_Written request_
Return every line of the records below as a JSON list of strings, with one string per line and no blank lines. Leave the pictures out of the answer.

_Records for this exercise_

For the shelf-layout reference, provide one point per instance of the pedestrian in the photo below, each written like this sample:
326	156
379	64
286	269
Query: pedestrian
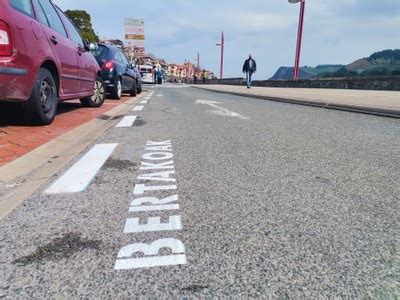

_Solution for this task_
[
  "For the shelf-layout reference, provide one point per instance of the pedestrian in the photo below, each written like this sample:",
  "326\t156",
  "379\t64",
  "286\t269",
  "Query: pedestrian"
]